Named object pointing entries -
::::
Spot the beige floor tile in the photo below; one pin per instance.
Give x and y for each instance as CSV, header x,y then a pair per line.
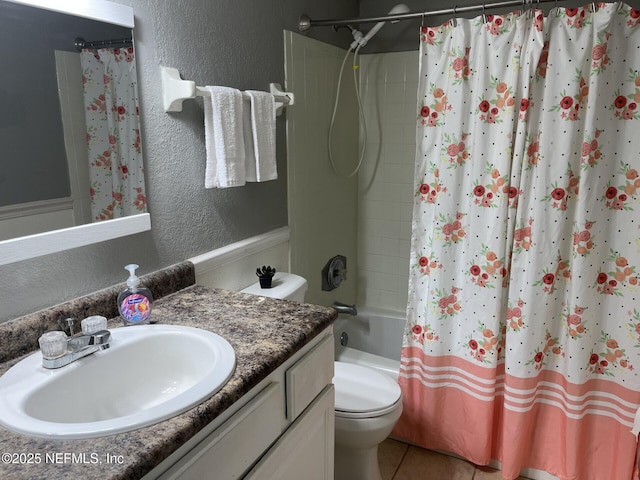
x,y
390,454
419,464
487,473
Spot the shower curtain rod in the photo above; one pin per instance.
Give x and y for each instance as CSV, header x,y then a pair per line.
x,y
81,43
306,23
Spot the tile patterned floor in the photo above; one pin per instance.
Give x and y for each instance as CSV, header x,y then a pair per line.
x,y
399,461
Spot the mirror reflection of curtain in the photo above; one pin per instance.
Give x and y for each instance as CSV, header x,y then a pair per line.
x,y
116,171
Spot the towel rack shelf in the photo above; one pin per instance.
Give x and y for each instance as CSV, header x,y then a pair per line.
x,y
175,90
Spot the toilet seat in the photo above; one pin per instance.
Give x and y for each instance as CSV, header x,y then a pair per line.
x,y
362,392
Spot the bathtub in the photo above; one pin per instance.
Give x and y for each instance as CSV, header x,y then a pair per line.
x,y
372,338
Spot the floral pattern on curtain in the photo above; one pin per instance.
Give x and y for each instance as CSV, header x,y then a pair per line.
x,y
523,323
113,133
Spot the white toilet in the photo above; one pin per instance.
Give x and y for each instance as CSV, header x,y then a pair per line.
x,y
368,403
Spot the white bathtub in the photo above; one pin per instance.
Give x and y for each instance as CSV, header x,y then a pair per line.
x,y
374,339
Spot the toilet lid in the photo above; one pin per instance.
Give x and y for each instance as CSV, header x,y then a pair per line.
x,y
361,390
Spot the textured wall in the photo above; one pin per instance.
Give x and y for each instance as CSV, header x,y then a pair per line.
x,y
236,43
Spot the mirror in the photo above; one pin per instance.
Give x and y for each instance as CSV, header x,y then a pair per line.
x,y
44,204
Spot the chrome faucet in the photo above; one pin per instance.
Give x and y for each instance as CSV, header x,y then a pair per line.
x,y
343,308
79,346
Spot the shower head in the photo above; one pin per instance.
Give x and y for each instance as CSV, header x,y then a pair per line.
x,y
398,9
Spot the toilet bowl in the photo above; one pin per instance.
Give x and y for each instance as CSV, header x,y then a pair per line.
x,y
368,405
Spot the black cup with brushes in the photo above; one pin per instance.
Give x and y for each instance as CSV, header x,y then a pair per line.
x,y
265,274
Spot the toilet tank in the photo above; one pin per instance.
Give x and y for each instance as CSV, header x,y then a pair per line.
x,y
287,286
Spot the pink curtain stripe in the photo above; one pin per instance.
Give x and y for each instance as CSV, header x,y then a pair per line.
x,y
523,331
::::
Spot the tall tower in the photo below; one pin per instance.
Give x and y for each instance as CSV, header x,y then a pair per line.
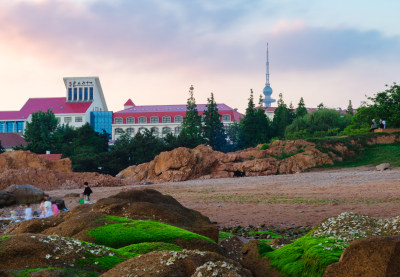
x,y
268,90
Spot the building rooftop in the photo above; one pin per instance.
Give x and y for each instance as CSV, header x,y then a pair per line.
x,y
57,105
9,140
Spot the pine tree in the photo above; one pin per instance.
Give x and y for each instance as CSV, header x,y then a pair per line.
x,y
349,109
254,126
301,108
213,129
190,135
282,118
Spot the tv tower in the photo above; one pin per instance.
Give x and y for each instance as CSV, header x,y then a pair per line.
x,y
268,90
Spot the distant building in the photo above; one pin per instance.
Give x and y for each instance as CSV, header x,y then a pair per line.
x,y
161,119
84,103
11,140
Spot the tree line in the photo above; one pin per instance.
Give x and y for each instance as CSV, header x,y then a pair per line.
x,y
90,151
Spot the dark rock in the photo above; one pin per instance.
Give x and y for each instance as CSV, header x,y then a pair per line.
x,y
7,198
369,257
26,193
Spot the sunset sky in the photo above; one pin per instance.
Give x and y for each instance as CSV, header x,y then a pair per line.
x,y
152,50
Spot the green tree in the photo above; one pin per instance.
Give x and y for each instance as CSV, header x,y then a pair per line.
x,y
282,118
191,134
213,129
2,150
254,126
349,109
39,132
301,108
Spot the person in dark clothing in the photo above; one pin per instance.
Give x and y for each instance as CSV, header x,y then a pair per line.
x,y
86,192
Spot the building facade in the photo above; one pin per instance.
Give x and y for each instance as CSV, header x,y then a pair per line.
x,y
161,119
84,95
::::
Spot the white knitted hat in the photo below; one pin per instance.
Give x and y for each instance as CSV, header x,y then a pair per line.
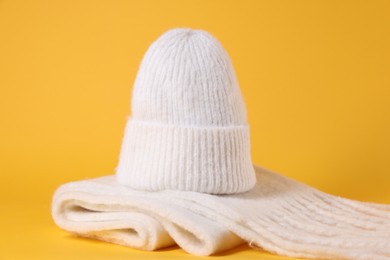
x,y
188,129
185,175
::::
Exercise brief - Find every line in the listing that contains the string "bathtub" and copy each of those lines. Treat the match as case-sensitive.

Full response -
Spot the bathtub in the photo above; one pin per instance.
Spot the white bathtub in the photo above; one pin per instance.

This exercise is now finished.